Across the material below, say how many lines contain the string "patterned", and add no other words.

= Beginning of Section =

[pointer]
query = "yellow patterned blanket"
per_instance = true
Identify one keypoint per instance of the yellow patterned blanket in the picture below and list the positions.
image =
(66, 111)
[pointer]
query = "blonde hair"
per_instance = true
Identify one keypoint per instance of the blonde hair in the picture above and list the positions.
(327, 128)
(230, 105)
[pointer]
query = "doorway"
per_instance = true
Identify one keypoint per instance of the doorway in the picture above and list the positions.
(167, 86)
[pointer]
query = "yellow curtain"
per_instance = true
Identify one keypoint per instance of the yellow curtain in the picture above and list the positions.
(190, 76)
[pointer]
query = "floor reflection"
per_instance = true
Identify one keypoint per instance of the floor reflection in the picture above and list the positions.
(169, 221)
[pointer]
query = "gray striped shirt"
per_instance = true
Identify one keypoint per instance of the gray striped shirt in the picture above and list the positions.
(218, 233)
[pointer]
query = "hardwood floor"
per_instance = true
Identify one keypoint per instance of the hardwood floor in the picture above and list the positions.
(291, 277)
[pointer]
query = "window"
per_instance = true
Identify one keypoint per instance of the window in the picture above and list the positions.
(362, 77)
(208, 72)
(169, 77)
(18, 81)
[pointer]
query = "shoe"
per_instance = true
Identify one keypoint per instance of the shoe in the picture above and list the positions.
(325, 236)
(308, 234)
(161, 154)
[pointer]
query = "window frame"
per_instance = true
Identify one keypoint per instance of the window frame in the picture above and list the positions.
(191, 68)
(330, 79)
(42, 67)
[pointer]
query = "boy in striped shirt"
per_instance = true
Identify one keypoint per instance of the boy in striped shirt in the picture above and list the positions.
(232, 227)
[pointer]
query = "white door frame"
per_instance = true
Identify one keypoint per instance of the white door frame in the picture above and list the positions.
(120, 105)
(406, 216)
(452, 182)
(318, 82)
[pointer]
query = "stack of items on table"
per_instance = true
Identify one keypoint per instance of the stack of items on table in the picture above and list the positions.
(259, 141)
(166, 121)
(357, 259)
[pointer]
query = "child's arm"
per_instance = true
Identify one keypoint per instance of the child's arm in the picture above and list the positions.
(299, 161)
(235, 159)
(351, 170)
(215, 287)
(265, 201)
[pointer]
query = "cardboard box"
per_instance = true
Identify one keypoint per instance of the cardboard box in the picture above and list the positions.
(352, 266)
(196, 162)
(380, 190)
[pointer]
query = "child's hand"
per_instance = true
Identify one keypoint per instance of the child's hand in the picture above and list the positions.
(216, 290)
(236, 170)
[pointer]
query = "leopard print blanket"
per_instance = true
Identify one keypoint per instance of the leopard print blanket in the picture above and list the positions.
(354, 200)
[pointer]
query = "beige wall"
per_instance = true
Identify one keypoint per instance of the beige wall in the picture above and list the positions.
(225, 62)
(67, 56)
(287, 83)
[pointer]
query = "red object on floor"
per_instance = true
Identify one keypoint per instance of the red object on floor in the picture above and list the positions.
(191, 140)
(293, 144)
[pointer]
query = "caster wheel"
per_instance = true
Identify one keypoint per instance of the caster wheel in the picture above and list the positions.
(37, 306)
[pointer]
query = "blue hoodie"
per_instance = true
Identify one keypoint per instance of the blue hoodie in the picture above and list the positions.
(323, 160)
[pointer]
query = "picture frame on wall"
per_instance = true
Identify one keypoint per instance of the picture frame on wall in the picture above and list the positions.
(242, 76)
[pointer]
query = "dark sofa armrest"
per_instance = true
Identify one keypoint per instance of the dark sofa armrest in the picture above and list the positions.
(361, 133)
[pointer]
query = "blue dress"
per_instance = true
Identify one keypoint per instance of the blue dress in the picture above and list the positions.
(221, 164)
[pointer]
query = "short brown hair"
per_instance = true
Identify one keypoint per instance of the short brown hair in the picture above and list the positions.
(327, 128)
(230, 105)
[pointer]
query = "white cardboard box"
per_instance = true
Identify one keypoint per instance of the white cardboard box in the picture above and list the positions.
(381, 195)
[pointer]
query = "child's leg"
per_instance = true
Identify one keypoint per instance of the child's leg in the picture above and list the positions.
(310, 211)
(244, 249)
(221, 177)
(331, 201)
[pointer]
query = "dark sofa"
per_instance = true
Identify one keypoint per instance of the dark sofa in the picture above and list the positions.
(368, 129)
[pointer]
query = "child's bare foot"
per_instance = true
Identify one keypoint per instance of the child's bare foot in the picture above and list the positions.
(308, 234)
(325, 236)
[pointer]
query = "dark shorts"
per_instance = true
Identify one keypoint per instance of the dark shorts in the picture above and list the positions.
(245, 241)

= End of Section =

--- RESPONSE BOX ---
2